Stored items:
——————

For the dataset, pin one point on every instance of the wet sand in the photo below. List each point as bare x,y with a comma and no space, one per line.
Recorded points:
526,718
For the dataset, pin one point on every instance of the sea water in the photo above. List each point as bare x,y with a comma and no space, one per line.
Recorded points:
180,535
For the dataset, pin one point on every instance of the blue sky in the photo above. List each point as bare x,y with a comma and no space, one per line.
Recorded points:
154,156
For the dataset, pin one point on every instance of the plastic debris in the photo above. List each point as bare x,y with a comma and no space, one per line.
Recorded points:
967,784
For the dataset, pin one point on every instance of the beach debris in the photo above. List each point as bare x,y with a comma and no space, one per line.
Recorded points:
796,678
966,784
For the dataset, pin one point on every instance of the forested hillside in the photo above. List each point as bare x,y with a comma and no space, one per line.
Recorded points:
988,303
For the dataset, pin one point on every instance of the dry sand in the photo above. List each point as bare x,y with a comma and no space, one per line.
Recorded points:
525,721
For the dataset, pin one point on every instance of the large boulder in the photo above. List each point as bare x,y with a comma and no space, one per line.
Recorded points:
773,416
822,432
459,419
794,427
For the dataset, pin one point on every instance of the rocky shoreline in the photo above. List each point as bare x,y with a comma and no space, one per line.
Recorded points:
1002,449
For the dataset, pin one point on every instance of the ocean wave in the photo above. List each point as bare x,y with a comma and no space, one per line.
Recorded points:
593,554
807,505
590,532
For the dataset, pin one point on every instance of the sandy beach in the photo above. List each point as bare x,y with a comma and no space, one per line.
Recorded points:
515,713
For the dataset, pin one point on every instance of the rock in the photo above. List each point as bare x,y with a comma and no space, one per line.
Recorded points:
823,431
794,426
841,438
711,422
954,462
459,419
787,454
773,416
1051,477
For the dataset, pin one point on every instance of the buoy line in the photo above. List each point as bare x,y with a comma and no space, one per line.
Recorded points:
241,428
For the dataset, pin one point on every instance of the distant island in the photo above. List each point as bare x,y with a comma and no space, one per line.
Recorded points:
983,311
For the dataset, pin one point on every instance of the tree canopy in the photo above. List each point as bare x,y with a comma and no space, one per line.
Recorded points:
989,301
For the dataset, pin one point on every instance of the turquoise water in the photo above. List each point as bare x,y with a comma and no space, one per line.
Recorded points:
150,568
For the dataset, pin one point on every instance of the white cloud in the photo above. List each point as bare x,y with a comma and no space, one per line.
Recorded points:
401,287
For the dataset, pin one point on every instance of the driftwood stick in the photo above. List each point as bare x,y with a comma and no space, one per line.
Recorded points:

——————

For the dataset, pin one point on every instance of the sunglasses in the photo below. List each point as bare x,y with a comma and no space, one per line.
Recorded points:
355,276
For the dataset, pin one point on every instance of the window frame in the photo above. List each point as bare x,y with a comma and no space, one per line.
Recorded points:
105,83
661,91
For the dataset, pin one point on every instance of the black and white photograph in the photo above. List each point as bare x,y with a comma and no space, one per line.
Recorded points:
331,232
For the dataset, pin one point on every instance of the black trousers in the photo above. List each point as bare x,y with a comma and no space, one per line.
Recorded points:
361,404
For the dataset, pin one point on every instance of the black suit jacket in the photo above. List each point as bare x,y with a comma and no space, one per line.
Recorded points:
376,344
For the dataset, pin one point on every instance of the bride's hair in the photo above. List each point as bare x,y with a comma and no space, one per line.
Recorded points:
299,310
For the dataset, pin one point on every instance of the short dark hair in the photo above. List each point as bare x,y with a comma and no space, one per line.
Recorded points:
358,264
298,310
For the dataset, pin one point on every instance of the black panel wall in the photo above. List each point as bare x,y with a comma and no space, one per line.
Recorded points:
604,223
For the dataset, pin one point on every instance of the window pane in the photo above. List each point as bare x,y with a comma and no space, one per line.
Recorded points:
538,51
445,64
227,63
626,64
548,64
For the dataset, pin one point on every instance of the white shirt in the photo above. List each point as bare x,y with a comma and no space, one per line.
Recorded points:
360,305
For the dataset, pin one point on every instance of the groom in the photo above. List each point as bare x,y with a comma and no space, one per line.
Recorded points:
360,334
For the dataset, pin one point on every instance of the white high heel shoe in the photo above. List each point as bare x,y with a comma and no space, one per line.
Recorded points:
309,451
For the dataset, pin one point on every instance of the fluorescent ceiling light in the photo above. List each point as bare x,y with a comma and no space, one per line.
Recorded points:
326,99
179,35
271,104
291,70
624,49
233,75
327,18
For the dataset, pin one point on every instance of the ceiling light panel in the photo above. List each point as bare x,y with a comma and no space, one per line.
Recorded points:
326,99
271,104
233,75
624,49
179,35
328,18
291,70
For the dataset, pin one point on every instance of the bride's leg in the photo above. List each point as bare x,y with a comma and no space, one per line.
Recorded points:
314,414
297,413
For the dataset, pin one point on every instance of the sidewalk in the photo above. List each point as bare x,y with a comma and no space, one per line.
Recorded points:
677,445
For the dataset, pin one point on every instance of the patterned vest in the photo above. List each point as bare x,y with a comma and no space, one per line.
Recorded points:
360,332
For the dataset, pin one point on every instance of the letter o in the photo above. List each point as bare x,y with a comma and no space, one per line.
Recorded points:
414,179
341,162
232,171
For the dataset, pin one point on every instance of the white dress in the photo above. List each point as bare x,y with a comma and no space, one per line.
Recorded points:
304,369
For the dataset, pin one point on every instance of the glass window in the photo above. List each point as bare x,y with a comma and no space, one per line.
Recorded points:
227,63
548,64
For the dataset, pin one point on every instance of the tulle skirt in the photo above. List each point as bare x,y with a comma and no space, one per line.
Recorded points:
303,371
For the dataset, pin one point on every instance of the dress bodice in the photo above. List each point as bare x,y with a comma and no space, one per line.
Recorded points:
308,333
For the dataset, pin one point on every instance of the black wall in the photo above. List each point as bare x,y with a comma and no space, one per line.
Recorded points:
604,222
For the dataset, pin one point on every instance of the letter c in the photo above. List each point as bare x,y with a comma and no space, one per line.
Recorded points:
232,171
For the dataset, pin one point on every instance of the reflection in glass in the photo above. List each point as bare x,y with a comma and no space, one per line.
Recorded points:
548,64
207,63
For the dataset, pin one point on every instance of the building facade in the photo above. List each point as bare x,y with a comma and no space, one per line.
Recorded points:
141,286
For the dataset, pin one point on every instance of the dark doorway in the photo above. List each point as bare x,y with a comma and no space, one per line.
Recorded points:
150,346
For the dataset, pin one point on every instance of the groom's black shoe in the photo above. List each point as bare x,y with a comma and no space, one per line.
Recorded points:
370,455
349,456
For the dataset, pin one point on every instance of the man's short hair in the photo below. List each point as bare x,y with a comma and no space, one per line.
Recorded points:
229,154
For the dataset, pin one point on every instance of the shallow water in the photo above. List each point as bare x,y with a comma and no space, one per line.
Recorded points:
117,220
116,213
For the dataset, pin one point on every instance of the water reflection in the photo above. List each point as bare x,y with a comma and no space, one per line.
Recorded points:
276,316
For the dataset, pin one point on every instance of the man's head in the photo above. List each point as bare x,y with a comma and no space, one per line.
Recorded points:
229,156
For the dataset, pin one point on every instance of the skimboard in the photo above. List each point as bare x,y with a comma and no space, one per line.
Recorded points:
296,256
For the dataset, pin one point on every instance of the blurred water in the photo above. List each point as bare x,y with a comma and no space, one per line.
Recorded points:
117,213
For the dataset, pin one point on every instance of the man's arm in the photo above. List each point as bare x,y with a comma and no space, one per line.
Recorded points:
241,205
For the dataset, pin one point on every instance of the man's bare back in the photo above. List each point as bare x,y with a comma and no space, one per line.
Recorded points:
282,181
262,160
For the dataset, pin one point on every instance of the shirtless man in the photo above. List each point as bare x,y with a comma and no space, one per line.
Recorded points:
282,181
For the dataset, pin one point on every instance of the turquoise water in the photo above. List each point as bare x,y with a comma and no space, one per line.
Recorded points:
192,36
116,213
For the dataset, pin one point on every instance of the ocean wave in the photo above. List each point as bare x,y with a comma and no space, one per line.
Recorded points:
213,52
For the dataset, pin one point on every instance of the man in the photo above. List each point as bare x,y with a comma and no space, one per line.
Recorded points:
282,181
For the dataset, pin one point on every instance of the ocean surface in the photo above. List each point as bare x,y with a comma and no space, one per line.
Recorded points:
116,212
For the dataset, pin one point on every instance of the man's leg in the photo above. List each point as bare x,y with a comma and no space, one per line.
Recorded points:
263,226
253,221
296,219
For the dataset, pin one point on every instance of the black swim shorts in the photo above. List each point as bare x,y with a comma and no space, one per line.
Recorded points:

——————

Filter the records above and copy every line that contains the word "white".

The result.
For the dataset, pin one point on every instance of the white cloud in the photo above. List each point as bare x,y with a comma and no space, one per line.
For the dataset, pin one point on every instance of the black and white photograph in the photo above. List each point as bare x,y with a comma and no space, one per line.
For the dataset, pin one point on every instance of the white shirt in the photo above. List each point as bare x,y with a comma and no space, one per line.
For the dataset, pin one point on every instance of the white high heel shoe in the photo above. List each point as bare x,y with a comma and no space, one per line.
For the dataset, pin one point on every instance of the white dress in the photo above. List each point as bare x,y with a comma and no space, one per line.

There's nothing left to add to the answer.